[Source records]

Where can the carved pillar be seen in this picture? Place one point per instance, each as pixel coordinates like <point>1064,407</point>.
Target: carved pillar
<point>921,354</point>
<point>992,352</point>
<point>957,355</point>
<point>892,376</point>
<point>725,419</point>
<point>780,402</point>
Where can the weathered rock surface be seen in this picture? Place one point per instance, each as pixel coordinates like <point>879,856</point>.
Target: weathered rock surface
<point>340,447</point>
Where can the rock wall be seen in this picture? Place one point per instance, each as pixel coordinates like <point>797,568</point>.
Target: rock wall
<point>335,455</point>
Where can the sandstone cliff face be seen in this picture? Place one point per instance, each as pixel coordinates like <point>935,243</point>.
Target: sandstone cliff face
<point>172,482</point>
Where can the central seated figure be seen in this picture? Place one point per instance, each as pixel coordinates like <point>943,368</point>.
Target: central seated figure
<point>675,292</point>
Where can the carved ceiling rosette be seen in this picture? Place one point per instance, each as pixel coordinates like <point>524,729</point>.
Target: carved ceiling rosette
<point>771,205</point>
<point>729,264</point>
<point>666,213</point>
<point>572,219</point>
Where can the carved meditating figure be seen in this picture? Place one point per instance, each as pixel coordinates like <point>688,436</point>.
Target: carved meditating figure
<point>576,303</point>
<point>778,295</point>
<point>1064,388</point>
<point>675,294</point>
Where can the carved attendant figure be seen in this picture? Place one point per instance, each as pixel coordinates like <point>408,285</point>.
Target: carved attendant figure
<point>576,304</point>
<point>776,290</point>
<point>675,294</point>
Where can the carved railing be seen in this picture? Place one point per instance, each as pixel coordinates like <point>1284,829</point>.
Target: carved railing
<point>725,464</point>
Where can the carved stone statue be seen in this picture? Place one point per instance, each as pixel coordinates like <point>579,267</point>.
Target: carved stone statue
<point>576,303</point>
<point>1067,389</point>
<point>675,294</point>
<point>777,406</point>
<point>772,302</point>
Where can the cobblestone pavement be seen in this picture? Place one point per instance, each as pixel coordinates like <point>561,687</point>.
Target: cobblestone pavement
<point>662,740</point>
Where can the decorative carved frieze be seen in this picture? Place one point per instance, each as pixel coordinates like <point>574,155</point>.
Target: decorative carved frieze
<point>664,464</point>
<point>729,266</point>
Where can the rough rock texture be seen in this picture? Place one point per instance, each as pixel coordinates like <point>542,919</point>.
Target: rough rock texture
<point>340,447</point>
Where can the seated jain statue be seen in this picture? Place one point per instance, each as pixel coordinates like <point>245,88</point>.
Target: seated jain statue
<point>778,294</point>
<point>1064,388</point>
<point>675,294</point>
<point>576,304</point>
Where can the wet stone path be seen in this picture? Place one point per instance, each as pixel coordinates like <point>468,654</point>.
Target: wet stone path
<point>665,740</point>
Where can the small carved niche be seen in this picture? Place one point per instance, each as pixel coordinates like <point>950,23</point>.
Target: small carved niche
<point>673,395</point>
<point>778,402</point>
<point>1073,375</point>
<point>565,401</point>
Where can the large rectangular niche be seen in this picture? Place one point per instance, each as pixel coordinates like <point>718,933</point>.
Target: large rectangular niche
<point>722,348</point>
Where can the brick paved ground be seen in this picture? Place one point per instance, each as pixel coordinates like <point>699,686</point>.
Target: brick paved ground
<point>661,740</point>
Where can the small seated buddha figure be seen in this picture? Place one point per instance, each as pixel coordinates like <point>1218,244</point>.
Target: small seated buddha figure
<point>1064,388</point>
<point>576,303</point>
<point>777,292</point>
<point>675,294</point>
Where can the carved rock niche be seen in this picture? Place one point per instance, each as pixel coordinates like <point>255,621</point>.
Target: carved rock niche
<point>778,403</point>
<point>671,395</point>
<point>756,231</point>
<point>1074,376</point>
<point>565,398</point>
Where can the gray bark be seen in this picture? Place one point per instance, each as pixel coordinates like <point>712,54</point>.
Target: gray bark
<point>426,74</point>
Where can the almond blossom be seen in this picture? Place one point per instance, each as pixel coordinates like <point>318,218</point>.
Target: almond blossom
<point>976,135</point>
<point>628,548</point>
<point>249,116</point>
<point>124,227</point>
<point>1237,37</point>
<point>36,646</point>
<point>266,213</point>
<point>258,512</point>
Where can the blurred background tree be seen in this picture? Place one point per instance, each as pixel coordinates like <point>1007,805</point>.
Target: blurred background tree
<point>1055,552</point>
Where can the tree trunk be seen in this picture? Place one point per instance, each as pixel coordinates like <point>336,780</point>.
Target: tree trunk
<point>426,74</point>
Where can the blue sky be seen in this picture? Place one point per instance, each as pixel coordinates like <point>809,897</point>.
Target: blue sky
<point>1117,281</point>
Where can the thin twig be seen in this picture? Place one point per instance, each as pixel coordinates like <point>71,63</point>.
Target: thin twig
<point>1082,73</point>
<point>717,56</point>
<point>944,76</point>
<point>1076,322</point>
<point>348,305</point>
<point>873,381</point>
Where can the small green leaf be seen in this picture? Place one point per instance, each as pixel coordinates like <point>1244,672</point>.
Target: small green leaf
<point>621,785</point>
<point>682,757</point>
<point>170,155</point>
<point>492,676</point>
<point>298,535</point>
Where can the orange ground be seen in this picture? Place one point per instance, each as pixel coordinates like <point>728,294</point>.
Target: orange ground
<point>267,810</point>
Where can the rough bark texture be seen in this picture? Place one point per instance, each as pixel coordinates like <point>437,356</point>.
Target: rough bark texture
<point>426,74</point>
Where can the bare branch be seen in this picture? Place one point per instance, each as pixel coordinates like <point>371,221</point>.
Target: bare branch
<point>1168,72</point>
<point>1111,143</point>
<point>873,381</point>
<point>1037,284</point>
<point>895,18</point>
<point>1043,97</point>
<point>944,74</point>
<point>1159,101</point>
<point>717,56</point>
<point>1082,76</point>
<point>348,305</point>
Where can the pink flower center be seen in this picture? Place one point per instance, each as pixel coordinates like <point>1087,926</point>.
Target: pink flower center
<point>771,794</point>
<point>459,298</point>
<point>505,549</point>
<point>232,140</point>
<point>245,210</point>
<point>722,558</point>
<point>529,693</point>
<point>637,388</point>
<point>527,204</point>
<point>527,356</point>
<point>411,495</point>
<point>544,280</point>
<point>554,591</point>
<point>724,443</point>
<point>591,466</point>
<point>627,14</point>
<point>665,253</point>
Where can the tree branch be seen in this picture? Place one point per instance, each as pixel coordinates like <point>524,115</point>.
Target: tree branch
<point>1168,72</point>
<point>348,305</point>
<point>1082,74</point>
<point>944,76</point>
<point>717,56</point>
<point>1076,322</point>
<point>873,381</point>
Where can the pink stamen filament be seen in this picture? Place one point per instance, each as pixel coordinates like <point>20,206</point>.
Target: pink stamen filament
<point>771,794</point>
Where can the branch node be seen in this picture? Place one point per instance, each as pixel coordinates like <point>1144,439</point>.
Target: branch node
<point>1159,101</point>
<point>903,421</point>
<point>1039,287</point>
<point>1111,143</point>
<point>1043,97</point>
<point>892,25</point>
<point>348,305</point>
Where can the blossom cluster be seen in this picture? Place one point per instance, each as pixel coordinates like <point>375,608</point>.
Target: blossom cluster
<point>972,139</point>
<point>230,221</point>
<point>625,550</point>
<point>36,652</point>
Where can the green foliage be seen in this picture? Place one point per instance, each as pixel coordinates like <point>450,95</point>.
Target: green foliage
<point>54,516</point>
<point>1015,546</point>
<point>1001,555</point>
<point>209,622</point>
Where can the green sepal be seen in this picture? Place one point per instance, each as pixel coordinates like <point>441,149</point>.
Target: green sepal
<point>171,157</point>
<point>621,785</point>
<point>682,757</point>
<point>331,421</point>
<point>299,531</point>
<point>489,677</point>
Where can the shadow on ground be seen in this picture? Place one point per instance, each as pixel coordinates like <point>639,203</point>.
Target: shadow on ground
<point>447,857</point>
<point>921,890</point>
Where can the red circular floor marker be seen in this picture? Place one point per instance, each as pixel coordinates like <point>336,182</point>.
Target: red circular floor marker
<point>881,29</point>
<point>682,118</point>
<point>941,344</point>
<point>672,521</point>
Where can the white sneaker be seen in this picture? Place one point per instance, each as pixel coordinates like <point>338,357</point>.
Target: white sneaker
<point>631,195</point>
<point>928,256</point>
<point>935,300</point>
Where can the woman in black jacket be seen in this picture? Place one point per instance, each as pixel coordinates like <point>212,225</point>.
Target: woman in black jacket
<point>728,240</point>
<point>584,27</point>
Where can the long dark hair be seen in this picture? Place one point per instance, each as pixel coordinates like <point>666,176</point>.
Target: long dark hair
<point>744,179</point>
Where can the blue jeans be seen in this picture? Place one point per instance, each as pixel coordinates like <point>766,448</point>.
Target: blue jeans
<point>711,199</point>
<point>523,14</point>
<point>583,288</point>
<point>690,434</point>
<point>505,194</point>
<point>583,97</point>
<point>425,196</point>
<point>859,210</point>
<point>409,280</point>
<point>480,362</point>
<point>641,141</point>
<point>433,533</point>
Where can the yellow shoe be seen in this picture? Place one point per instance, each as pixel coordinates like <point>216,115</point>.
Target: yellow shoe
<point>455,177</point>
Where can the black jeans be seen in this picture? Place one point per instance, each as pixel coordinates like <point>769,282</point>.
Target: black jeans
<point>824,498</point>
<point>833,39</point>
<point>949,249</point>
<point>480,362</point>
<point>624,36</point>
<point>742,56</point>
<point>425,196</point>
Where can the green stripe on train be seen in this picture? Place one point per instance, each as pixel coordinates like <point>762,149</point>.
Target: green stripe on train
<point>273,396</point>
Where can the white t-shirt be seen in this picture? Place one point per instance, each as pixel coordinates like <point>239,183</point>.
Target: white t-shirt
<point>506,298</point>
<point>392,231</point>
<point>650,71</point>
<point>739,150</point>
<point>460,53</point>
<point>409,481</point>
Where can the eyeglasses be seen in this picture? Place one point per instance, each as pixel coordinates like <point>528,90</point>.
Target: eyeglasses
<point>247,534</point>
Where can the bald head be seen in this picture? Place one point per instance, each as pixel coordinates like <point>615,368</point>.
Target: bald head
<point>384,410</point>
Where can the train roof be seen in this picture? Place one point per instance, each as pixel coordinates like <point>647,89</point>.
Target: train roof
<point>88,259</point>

■ Exercise: Rewrite the records above between the lines holding "Where can the blurred" and "<point>267,810</point>", inclusive, changing "thin twig" to "slender twig" and leaving everything else unchanged. Give only those lines.

■ Complete response:
Where can the blurred background tree be seen in this picture? Place one point per instance, each as pixel coordinates like <point>1007,805</point>.
Target: blurred background tree
<point>1055,552</point>
Where can the tree trunk be seen in this picture? Place one point per instance, each as pixel coordinates like <point>336,780</point>.
Target: tree trunk
<point>426,74</point>
Where can the blue sky be seen in this picture? Place one point per instance, each as pixel coordinates like <point>809,897</point>.
Target: blue sky
<point>1117,281</point>
Where can the slender twig be seen in this picture? Place one point per instance, each as pixel coordinates like <point>71,63</point>.
Target: slender twig
<point>1082,73</point>
<point>717,56</point>
<point>944,76</point>
<point>1076,322</point>
<point>348,305</point>
<point>873,381</point>
Where can the small green leaf be seen in this picture? Place one point per instance, each as pixel coordinates like <point>1244,672</point>.
Target: small green leaf
<point>621,785</point>
<point>682,757</point>
<point>170,155</point>
<point>492,676</point>
<point>298,535</point>
Where can the orange ground be seen in this picture? Place one point per instance, each as pixel coordinates like <point>728,294</point>.
Target: orange ground
<point>267,810</point>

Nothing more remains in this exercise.